#### Excerpt:
Data Engineering Weekly Is Brought to You by RudderStack
RudderStack Profiles takes the SaaS guesswork and SQL grunt work out of building complete customer profiles, so you can quickly ship actionable, enriched data to every downstream team. See how it works today.
Editor’s Note: DewCon.ai Registration is Now Open
Great news! We've overcome some unexpected hiccups, and guess what? Conference registration is officially OPEN! 🎉
Although we're still working on linking the payment processing with our dewcon.ai domain, we don't want to keep you waiting any longer. So, let's not wait for that and get you registered right away!
Mark your calendars: DEWCon is happening on October 12th at the luxurious Taj Hotel on MG Road. 🏨
And hold your breath for this one: Joe Reis, the author of "The Fundamentals of Data Engineering," will be giving a captivating talk at our conference! 🎤 You definitely don't want to miss this!
I can't contain my excitement; I know you can't either. So, let's meet in person at DEWCon and make this conference unforgettable! 🤝
Don't waste any more time; hit that registration button now to secure your spot. See you there! 😃🎊
Click here to Register for DEWCon - 2023 →
🤺Hot Take on The Great Orchestration Battle for Data Land ⚔️
Last week a sequence of blog posts revealed the underlying ambition of the data orchestration companies.
The first one that caught my eye is Astronomer published a blog post Introducing Cosmos 1.0: the best way to run dbt Core in Airflow. The blog narrates how to schedule dbt jobs in Airflow by parsing dbt's manifest.json file, and auto construct Airflow tasks.

#### Record list:
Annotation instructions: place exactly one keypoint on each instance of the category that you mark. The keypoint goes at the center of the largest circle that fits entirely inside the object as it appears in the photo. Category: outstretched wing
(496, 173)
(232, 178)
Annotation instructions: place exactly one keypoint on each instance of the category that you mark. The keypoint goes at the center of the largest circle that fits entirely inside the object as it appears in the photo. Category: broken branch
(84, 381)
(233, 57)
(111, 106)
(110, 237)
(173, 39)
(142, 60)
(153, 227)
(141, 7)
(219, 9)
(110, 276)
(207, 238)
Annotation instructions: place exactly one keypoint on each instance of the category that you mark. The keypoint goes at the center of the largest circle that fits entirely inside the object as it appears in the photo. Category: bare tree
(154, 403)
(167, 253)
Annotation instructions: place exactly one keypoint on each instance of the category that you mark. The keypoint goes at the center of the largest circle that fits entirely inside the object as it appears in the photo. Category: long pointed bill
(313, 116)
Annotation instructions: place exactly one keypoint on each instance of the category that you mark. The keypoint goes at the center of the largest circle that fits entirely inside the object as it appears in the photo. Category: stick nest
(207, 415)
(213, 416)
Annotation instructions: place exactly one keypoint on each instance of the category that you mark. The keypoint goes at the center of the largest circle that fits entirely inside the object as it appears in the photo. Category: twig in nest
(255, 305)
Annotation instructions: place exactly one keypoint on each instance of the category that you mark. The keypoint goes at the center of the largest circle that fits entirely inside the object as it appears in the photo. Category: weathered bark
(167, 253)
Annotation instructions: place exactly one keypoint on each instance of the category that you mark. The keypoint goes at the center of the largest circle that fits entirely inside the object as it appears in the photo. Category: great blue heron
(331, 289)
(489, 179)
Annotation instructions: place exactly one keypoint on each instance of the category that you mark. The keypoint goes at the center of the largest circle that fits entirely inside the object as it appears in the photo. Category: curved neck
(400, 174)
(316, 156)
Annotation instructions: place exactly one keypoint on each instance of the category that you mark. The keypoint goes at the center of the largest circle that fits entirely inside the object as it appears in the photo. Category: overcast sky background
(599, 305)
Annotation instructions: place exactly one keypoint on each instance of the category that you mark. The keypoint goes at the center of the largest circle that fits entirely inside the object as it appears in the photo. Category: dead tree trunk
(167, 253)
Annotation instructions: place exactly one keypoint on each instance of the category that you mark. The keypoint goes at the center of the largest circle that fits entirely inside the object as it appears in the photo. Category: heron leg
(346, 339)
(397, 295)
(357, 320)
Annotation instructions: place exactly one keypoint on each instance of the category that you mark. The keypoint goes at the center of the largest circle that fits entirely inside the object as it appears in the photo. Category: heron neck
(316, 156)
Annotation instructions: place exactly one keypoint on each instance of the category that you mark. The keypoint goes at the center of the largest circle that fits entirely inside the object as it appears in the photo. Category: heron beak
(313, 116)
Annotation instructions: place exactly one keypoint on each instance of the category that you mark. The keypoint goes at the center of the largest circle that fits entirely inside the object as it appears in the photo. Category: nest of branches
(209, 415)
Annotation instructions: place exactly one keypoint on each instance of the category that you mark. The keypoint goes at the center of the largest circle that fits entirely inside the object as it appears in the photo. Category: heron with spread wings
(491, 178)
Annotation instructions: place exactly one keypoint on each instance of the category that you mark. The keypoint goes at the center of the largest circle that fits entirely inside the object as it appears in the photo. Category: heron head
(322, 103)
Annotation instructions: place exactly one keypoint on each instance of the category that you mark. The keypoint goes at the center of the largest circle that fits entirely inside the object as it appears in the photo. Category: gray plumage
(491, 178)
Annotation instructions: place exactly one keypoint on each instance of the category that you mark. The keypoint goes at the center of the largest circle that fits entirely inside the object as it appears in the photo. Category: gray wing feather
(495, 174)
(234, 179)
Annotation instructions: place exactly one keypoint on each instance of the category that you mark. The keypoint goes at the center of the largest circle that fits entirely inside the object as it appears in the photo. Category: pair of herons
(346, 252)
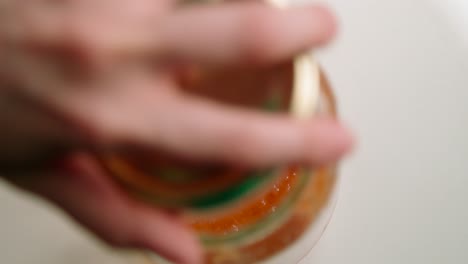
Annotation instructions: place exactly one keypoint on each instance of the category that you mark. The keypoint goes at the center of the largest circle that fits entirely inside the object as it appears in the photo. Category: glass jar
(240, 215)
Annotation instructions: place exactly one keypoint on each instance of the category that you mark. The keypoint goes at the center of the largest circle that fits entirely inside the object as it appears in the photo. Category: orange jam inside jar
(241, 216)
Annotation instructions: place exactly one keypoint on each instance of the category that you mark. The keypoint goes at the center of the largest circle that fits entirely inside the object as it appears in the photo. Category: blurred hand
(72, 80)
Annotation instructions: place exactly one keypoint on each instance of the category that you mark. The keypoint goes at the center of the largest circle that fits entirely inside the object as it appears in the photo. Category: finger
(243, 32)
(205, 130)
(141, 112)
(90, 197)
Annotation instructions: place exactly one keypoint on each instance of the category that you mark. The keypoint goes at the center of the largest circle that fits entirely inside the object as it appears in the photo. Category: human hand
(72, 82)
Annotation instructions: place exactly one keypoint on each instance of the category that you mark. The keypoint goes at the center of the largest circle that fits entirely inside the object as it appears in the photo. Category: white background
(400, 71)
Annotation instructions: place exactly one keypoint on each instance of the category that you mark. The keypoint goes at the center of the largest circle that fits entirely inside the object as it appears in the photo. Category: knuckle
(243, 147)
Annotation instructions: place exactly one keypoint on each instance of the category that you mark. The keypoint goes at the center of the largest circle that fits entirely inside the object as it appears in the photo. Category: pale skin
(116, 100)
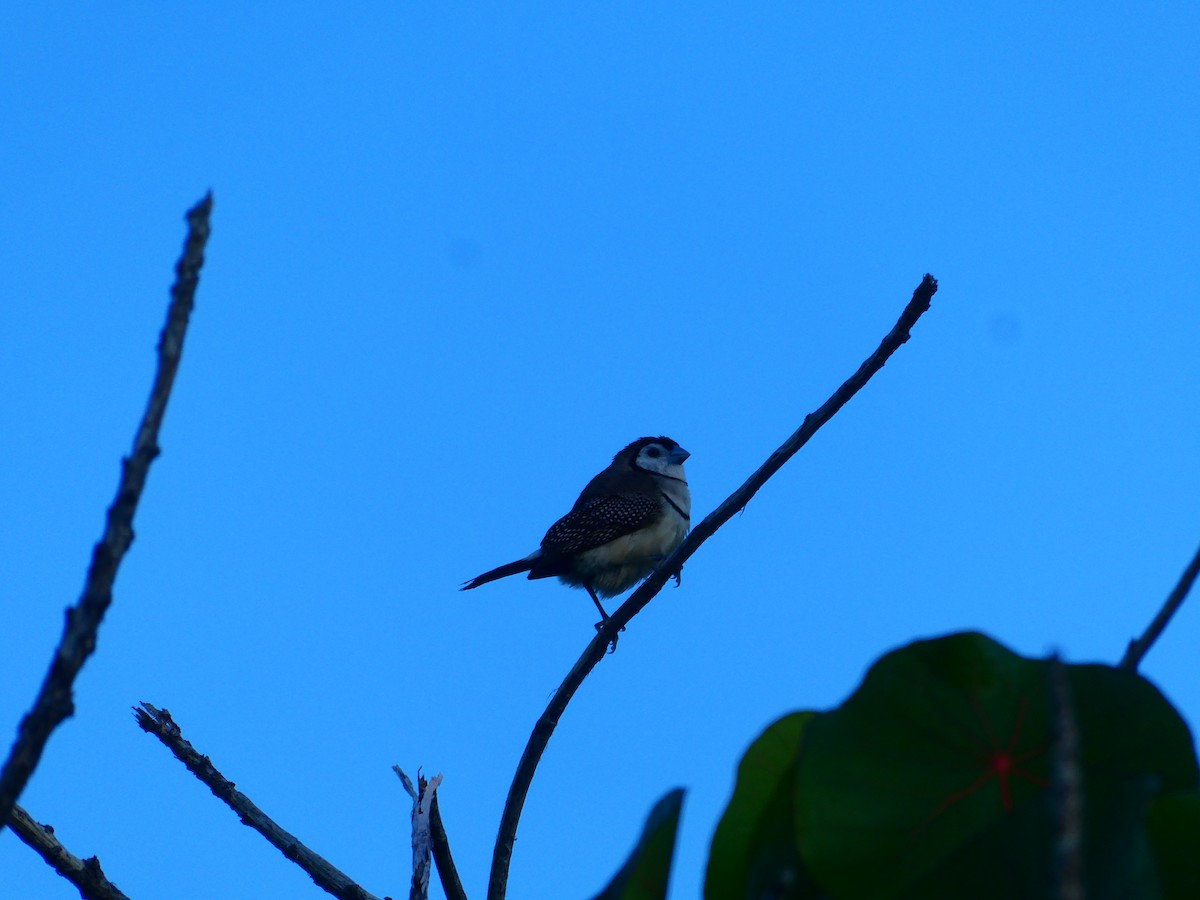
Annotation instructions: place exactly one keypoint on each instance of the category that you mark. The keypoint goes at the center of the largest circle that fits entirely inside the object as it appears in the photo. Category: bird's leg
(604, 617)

#### Written request A:
According to the newsletter excerpt, on what date and at what venue will DEWCon take place?
#### Written request B:
Condense the newsletter excerpt's paragraph that opens with "The first one that caught my eye" into a shorter version that keeps its main facts.

#### Complete answer A:
October 12th, at the Taj Hotel on MG Road.

#### Complete answer B:
Astronomer published "Introducing Cosmos 1.0: the best way to run dbt Core in Airflow," which explains scheduling dbt jobs in Airflow by parsing dbt's manifest.json file and automatically building Airflow tasks.